Instructions to follow | From the Cannery Station passage below, list every kind of business or office it names as a possible use of the development's commercial space.

Passage provided |
In a separate interview to the Siuslaw News, McGlade, who did not attend the planning meeting, expanded on the idea, stated there would also be an apartment building.
“We’re looking at an age-restricted 55 and older. That would be considered independent living,” he said. “Those would be people who don’t require much help with day to day activities, but they can participate in amenities from assisted living. And we’re also debating having a home health component as well, where people in the community can come.”
There will also be 28 cottages that will act as transitional housing.
“Those are for people who wish to live in close proximity to an assisted living, but have more independence,” McGlade said. “They may be someone who wants to be linked in technologically with the monitoring systems, they might want to take meals from assisted living and take part of social programs, but they still can live somewhat independently.”
Aside from housing, there will also be extensive commercial properties available.
“Those could range from a doctor office to an accounting office,” Cavaness said. “Lower intensity types of uses.”
He said that he already knew of an urgent care facility that had expressed interest in the facility.
He added a description for possible retail shops.
“These are going to be smaller, owner-operated shops,” he explained. “They are not going to be something that’s going to be owned by large national corporations. Our hope would be that this would be something that would foster and increase economic development from within the community itself.”
As Cannery Station’s first phase is completed, more specific planning on the remaining phases will begin, with eight in total. The exact order of the phases is unknown, as the organizers will be looking for investors and ideas about the remaining pieces.

Collected material |
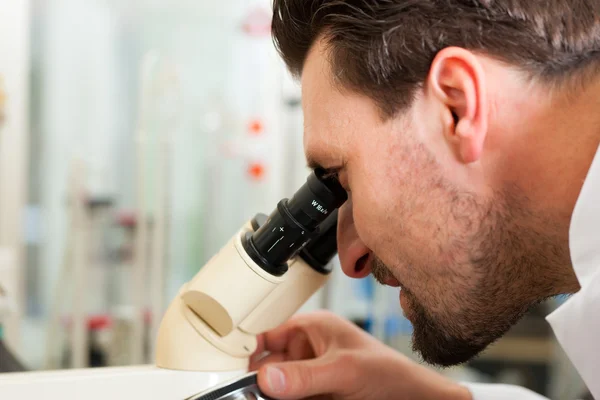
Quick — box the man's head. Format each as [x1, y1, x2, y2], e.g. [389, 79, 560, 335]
[273, 0, 600, 365]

Final result |
- Doctor office
- Accounting office
- Urgent care facility
- Smaller, owner-operated retail shops